▶ _What to work on_:
The line containing "positive clicks: (311, 176) (309, 175)" marks the end: quote every line from the start of the records below through it, word for word.

▶ _Data for this exercise_:
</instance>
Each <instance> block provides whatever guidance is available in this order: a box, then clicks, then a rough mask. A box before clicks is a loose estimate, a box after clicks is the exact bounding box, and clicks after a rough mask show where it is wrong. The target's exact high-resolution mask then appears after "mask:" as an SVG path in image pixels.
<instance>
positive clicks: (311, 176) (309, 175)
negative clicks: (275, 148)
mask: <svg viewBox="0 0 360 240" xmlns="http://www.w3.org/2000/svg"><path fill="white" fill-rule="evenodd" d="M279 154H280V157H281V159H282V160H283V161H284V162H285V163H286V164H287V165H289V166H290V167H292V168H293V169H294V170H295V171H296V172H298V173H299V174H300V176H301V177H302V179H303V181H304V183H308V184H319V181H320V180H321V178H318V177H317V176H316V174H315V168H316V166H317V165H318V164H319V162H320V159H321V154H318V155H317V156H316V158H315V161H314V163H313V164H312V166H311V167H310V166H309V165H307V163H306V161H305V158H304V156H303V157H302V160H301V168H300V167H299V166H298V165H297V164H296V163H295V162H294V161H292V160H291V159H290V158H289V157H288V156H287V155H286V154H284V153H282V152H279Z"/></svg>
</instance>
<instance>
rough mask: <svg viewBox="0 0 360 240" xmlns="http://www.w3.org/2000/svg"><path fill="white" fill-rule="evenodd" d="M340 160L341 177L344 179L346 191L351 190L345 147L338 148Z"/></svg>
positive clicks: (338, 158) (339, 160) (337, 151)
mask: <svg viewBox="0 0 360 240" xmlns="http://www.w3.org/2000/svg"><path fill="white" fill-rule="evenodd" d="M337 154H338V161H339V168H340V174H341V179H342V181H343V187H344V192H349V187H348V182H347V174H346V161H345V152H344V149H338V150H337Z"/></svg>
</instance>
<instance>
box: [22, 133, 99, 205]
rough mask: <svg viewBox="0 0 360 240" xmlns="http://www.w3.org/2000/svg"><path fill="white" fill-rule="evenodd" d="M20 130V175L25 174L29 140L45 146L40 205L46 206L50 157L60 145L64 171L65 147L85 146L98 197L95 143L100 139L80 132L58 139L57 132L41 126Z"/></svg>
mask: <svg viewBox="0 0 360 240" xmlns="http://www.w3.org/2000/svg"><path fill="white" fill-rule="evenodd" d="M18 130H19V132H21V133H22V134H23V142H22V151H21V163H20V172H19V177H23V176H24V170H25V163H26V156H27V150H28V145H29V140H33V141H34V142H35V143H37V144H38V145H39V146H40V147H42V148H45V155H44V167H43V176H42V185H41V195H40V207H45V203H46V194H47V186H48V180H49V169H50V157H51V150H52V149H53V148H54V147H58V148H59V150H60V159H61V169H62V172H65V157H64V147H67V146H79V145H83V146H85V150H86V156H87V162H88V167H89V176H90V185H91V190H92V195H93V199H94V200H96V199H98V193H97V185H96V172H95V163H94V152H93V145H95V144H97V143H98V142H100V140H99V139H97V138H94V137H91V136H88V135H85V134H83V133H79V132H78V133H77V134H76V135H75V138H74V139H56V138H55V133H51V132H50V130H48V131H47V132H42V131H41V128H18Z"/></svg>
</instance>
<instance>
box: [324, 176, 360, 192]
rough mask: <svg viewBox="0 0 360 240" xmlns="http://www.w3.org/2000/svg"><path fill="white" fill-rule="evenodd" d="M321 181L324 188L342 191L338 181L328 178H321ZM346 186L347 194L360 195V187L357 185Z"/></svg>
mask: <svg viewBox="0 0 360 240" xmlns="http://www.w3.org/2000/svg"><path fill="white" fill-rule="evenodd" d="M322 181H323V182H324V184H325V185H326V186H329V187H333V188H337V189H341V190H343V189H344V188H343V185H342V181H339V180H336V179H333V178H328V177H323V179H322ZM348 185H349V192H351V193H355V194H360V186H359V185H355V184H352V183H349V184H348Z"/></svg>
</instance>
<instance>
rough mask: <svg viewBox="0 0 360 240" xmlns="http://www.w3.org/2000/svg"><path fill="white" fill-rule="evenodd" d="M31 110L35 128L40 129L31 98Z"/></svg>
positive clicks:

▶ _Exercise output_:
</instance>
Each <instance> block provides whatever guidance is available in this order: a box, then clicks, then a rough mask. A box before clicks is a loose estimate, a box after clicks is the exact bounding box, and clicks after a rough mask show where it is wrong. The target's exact high-resolution mask then appears after "mask:" as an SVG path in image pixels.
<instance>
positive clicks: (311, 176) (309, 175)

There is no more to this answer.